[WHAT THE EXERCISE ASKS] Render all of the material below as a two-column CSV with the header input,output, giving one row for each outline asked for: its full wording in one quoted field and its answer in the other, with line breaks turned into spaces. Leave the pictures out.

[DATASET]
═══
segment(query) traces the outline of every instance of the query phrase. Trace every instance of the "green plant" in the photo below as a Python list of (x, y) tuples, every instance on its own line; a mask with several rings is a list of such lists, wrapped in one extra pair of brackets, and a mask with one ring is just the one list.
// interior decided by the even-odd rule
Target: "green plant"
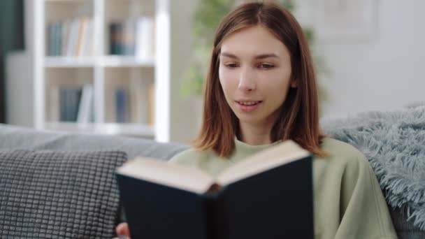
[[(249, 0), (248, 0), (249, 1)], [(220, 20), (238, 4), (247, 0), (200, 0), (193, 16), (194, 53), (190, 67), (187, 69), (180, 88), (183, 96), (200, 96), (203, 93), (203, 82), (209, 66), (215, 31)], [(289, 10), (295, 8), (294, 0), (276, 0)], [(304, 28), (309, 44), (314, 43), (315, 34), (312, 28)], [(323, 59), (313, 57), (316, 68), (326, 71)], [(319, 95), (323, 101), (324, 90), (319, 84)]]

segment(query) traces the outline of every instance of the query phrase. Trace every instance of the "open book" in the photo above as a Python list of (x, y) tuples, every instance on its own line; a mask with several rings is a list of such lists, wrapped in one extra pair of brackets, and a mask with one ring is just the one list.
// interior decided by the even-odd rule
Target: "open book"
[(291, 140), (215, 178), (141, 157), (117, 178), (133, 239), (313, 238), (312, 156)]

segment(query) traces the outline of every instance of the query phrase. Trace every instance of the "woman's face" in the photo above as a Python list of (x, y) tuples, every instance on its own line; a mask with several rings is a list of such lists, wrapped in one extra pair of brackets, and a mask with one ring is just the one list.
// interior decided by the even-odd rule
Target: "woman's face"
[(219, 78), (241, 124), (273, 126), (291, 82), (286, 46), (259, 25), (238, 31), (222, 43)]

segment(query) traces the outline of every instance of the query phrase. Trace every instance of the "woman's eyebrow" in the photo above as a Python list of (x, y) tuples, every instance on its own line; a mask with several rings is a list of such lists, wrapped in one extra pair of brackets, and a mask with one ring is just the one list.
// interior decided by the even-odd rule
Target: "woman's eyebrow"
[[(238, 59), (238, 57), (236, 57), (236, 55), (234, 55), (233, 54), (231, 54), (231, 53), (221, 52), (220, 55), (223, 56), (223, 57), (229, 57), (229, 58)], [(255, 56), (254, 58), (255, 58), (255, 59), (264, 59), (264, 58), (268, 58), (268, 57), (279, 58), (279, 57), (278, 57), (278, 55), (275, 55), (275, 54), (274, 54), (274, 53), (258, 55)]]

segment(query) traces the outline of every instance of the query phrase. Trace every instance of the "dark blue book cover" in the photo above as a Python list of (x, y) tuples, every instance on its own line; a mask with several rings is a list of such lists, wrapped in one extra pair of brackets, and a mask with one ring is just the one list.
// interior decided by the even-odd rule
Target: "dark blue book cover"
[[(275, 149), (287, 144), (282, 145)], [(303, 152), (283, 164), (273, 164), (275, 154), (291, 157), (279, 152), (261, 155), (264, 161), (267, 157), (273, 161), (266, 167), (257, 161), (243, 164), (239, 173), (229, 171), (226, 183), (219, 175), (206, 180), (208, 176), (192, 176), (199, 173), (182, 170), (181, 166), (163, 162), (166, 169), (161, 171), (161, 163), (150, 166), (143, 159), (129, 161), (124, 167), (129, 171), (118, 169), (116, 175), (131, 238), (314, 238), (312, 156)], [(143, 175), (142, 168), (151, 175)], [(239, 176), (232, 179), (236, 174)], [(192, 181), (206, 182), (205, 189), (182, 187)]]

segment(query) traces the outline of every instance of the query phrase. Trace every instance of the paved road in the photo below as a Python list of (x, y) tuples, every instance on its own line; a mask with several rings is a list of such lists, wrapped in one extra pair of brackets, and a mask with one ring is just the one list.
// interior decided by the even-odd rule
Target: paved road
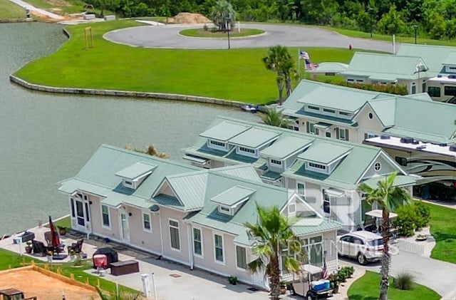
[[(433, 289), (444, 296), (456, 289), (456, 264), (432, 259), (413, 253), (400, 252), (391, 259), (391, 274), (396, 276), (403, 271), (412, 274), (417, 283)], [(357, 268), (380, 272), (380, 263), (369, 264), (366, 267), (357, 264), (354, 260), (346, 258), (341, 261), (353, 264)], [(452, 299), (452, 300), (454, 300)]]
[[(227, 48), (227, 39), (189, 38), (179, 35), (187, 28), (182, 25), (140, 26), (110, 31), (104, 35), (108, 41), (118, 43), (146, 48), (182, 48), (219, 49)], [(232, 48), (264, 48), (274, 45), (312, 47), (348, 48), (393, 52), (392, 43), (366, 38), (351, 38), (326, 29), (291, 25), (249, 24), (242, 28), (256, 28), (266, 31), (256, 37), (231, 38)], [(396, 45), (396, 48), (398, 44)]]
[[(46, 11), (44, 9), (37, 9), (36, 7), (33, 6), (31, 4), (29, 4), (26, 2), (23, 1), (22, 0), (9, 0), (13, 3), (15, 3), (16, 4), (19, 5), (19, 6), (24, 7), (24, 9), (28, 9), (30, 11), (36, 11), (37, 13), (44, 15), (44, 16), (47, 16), (49, 18), (51, 19), (54, 19), (56, 20), (63, 20), (63, 17), (62, 16), (59, 16), (58, 14), (53, 14), (51, 13), (49, 11)], [(25, 17), (26, 15), (26, 12), (25, 10), (24, 11), (24, 16)]]

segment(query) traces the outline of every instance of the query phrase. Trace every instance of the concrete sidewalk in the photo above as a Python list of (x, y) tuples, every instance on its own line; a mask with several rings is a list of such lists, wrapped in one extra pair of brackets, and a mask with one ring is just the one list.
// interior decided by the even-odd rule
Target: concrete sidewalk
[[(31, 4), (29, 4), (26, 2), (23, 1), (22, 0), (9, 0), (10, 1), (19, 5), (19, 6), (24, 7), (24, 9), (27, 9), (30, 11), (36, 11), (37, 13), (48, 16), (49, 18), (56, 19), (56, 20), (63, 20), (64, 18), (62, 16), (53, 14), (51, 12), (45, 11), (44, 9), (37, 9)], [(24, 12), (24, 15), (25, 16), (25, 11)]]

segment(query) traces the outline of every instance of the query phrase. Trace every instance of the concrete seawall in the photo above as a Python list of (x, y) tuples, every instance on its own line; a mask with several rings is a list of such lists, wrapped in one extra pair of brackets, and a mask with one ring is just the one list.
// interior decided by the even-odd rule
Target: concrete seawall
[(242, 105), (245, 104), (244, 103), (238, 101), (229, 101), (227, 100), (218, 99), (215, 98), (201, 97), (190, 95), (170, 94), (165, 93), (133, 92), (117, 90), (98, 90), (93, 88), (55, 88), (52, 86), (30, 83), (14, 75), (9, 76), (9, 80), (26, 88), (48, 93), (177, 100), (182, 101), (217, 104), (220, 105), (232, 106), (236, 108), (240, 108)]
═══
[COMPLETED EXERCISE]
input,output
"segment(query) traces the outline of every instance of the query phrase. Trace every instance of the ""green plant"" in the photo below as a Python list of (x, y) tuples, every instance on its own line; a mask with several rings is a list of such lists, wrapped in one extra pair of brackets, and a mask with one ring is just the one list. // interior decided by the even-odd rule Target: ""green plant""","[[(249, 0), (248, 0), (249, 1)], [(220, 20), (238, 4), (247, 0), (200, 0), (193, 16), (194, 53), (190, 67), (187, 69), (180, 88), (183, 96), (200, 96), (203, 93), (203, 82), (209, 66), (215, 31)], [(289, 10), (295, 8), (294, 0), (276, 0)], [(304, 28), (309, 44), (314, 43), (315, 34), (312, 28)], [(323, 59), (313, 57), (316, 68), (326, 71)], [(319, 95), (323, 101), (324, 90), (319, 84)]]"
"segment(query) traces the outline of every instance of the query phrase. Trace every instance of the ""open book"" in the photo above as a Python list of (x, y) tuples, every instance on its own line; a mask with several rings is a list of such lists, wrapped in one extra pair of brackets, and a mask with one ring is just the one list. // interior decided by the even-odd rule Target: ""open book""","[(291, 140), (215, 178), (141, 157), (117, 178), (133, 239), (313, 238), (312, 156)]"
"segment(query) traces the outline of every instance of the query phrase. Trace every instance of the ""woman's face"" in the photo above as a Python list of (x, y) tuples, every instance on its own line; a mask with several rings is a list of such lists, wrapped in one extra pair of brackets, and a mask with one ring is just the one list. // interior decided by the even-odd rule Target: ""woman's face""","[(219, 78), (241, 124), (273, 126), (291, 82), (286, 46), (259, 25), (238, 31), (222, 43)]"
"segment(query) traces the outline of every instance of the query phrase. Trace every instance of the ""woman's eyebrow"" in the photo above as a Python list of (x, y) tuples, every instance on its own line; a mask with several rings is a list of such lists, wrapped in one extra pair of brackets, and a mask with one ring is just the one list. // interior decided by the even-odd rule Target: ""woman's eyebrow""","[[(238, 59), (238, 57), (236, 57), (236, 55), (234, 55), (233, 54), (231, 54), (231, 53), (221, 52), (220, 55), (223, 56), (223, 57), (229, 57), (229, 58)], [(255, 56), (254, 58), (255, 58), (255, 59), (264, 59), (264, 58), (268, 58), (268, 57), (279, 58), (279, 57), (278, 57), (278, 55), (275, 55), (275, 54), (274, 54), (274, 53), (258, 55)]]"
"segment(query) traces the outline of every instance of the query phrase. Trace every instance of the ""dark blue book cover"" in the photo above as a Python list of (x, y) tuples, every instance on its own line; a mask with several rings is a list of such lists, wrapped in one extra pair of brackets, and a mask with one ring is just the one list. // interior decided by the even-odd rule Target: ""dark blue book cover""","[[(275, 149), (287, 144), (282, 145)], [(303, 152), (283, 164), (273, 164), (275, 154), (291, 157), (279, 152), (261, 155), (264, 161), (267, 157), (273, 161), (266, 167), (257, 161), (243, 164), (239, 173), (229, 171), (226, 183), (219, 175), (206, 180), (208, 176), (192, 176), (199, 173), (182, 170), (181, 166), (163, 162), (166, 169), (161, 171), (161, 163), (150, 166), (143, 159), (129, 161), (124, 167), (129, 171), (118, 169), (116, 175), (131, 238), (314, 238), (312, 156)], [(143, 175), (142, 168), (151, 175)], [(239, 176), (232, 179), (236, 174)], [(192, 181), (206, 182), (205, 189), (182, 187)]]"
"segment(query) traces the outline of every instance of the query phrase. Trace every instance of the paved road in the photo below as a Python list of (x, y) tuples, every instance on its own line; a mask with several rings is a list of such lists, wrapped in one extra pair of brackets, and a mask with one ring is just the one list. // interior decided by the even-odd rule Target: paved road","[[(433, 289), (444, 296), (456, 289), (456, 264), (432, 259), (413, 253), (400, 252), (391, 259), (391, 274), (396, 276), (403, 271), (412, 274), (417, 283)], [(357, 268), (380, 272), (380, 263), (369, 264), (366, 267), (357, 264), (354, 260), (346, 258), (341, 261), (353, 264)], [(452, 299), (452, 300), (454, 300)]] [[(227, 48), (227, 39), (189, 38), (179, 35), (187, 28), (182, 25), (140, 26), (110, 31), (104, 35), (108, 41), (118, 43), (146, 48), (182, 48), (219, 49)], [(232, 48), (264, 48), (274, 45), (312, 47), (348, 48), (393, 52), (392, 43), (366, 38), (351, 38), (326, 29), (291, 25), (249, 24), (242, 28), (256, 28), (266, 31), (256, 37), (231, 38)], [(396, 45), (396, 48), (398, 44)]] [[(46, 11), (44, 9), (37, 9), (36, 7), (33, 6), (31, 4), (29, 4), (26, 2), (23, 1), (22, 0), (9, 0), (13, 3), (15, 3), (16, 4), (19, 5), (19, 6), (24, 7), (24, 9), (28, 9), (30, 11), (36, 11), (37, 13), (44, 15), (44, 16), (47, 16), (49, 18), (51, 19), (54, 19), (56, 20), (63, 20), (63, 17), (62, 16), (59, 16), (58, 14), (53, 14), (51, 13), (49, 11)], [(25, 17), (26, 15), (26, 12), (25, 10), (24, 11), (24, 16)]]"
"segment(query) traces the outline of every instance of the query phrase. Trace every instance of the concrete sidewalk in the photo above as a Python list of (x, y) tuples, every instance on its own line; a mask with several rings is a list of such lists, wrapped in one extra pair of brackets, and a mask with one ring is just the one list. // interior decided by the even-odd rule Target: concrete sidewalk","[[(31, 4), (29, 4), (26, 2), (23, 1), (22, 0), (9, 0), (10, 1), (19, 5), (19, 6), (24, 7), (24, 9), (27, 9), (30, 11), (36, 11), (37, 13), (48, 16), (49, 18), (56, 19), (56, 20), (63, 20), (64, 18), (62, 16), (53, 14), (51, 12), (45, 11), (44, 9), (37, 9)], [(24, 12), (24, 15), (25, 16), (25, 11)]]"
"segment(query) traces the outline of every instance of the query phrase. Trace every instance of the concrete seawall in the photo above as a Python list of (x, y) tuples, every instance on its own line; a mask with several rings is a list of such lists, wrapped in one extra pair of brackets, and a mask with one ring is just the one list. // interior decided by the even-odd rule Target: concrete seawall","[(242, 105), (245, 104), (244, 103), (238, 101), (229, 101), (227, 100), (218, 99), (215, 98), (201, 97), (190, 95), (170, 94), (165, 93), (133, 92), (117, 90), (98, 90), (93, 88), (55, 88), (52, 86), (30, 83), (14, 75), (9, 76), (9, 80), (26, 88), (48, 93), (177, 100), (182, 101), (217, 104), (220, 105), (232, 106), (236, 108), (240, 108)]"